According to Canale and Swain (1980, p. 29), grammatical competence includes phonology, morphology, syntax, knowledge of lexical items, and semantics, as well as matters of mechanics (spelling, punctuation, capitalization, and handwriting). It would seem that this definition is perhaps too broad for practical purposes.

A truly perplexing issue is determining what constitutes a grammatical error, as well as determining the severity of this error. In other words, will the use of the error stigmatize the speaker? Let us say that we are using a grammatical scale which deals with how acceptably words, phrases, and sentences are formed and pronounced in the respondents' utterances. Let us assume that the focus is on both of the following:

  • clear cases of errors in form, such as the use of the present perfect for an action completed in the past (e.g., ”We have had a great time at your house last night."), and
  • matters of style, such as the use of a passive verb form in a context where a native would use the active form (e.g., Question - “What happened to the CD I lent you, Jorge?” Reply - "The CD was lost." vs. "I lost your CD.").

RECORDS FOR THE EXERCISE:
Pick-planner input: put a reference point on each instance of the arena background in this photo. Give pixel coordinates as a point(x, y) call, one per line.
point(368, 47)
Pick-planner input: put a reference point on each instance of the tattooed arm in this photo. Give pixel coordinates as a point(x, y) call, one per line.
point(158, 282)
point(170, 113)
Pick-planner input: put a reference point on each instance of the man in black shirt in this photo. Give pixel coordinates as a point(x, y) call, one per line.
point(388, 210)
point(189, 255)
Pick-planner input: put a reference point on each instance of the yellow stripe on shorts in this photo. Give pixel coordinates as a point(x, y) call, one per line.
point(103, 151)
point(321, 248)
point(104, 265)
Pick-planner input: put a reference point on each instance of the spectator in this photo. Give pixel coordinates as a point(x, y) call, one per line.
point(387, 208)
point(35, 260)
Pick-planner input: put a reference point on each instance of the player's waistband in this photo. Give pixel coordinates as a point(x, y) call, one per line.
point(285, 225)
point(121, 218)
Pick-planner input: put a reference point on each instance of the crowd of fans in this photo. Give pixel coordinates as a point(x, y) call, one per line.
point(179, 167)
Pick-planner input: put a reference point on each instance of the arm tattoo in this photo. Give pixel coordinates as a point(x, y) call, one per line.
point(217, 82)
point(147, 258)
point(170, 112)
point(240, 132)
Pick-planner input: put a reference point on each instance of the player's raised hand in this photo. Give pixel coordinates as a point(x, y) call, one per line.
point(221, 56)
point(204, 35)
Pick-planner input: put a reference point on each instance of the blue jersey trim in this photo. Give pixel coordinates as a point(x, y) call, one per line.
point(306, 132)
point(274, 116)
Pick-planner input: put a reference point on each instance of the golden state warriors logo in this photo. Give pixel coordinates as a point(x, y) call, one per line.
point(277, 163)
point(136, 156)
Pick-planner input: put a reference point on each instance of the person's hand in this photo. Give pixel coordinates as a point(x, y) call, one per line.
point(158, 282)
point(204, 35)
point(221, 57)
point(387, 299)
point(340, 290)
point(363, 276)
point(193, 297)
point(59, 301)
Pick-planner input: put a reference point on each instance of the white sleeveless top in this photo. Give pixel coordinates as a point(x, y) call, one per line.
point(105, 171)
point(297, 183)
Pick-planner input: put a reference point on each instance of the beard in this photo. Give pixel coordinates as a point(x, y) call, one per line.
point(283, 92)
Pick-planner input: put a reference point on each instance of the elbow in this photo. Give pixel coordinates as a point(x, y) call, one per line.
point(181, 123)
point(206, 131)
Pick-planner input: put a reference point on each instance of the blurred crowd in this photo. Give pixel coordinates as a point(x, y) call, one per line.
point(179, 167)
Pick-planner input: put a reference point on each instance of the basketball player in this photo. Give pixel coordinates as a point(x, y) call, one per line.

EXERCISE 1:
From the listing, return verbatim the lines beginning at the one that contains "the arm tattoo" and ending after the one that contains "point(240, 132)".
EXERCISE 2:
Take the passage on judging grammatical errors further, picking up right after its final sentence.

EXPECTED OUTPUT 1:
Pick-planner input: put a reference point on each instance of the arm tattoo in this photo. Give pixel coordinates as a point(x, y) call, one per line.
point(217, 82)
point(147, 258)
point(170, 112)
point(240, 132)

EXPECTED OUTPUT 2:
Major grammatical errors might be considered those that either interfere with intelligibility or stigmatize the speaker. Minor errors would be those that do not get in the way of the listener's comprehension nor would they annoy the listener to any extent.

Thus, getting the tense wrong in the above example, "We have had a great time at your house last night" could be viewed as a minor error, whereas in another case, producing "I don't have what to say" ("I really have no excuse" by translating directly from the appropriate Hebrew language) could be considered a major error since it is not only ungrammatical but also could stigmatize the speaker as rude and unconcerned, rather than apologetic.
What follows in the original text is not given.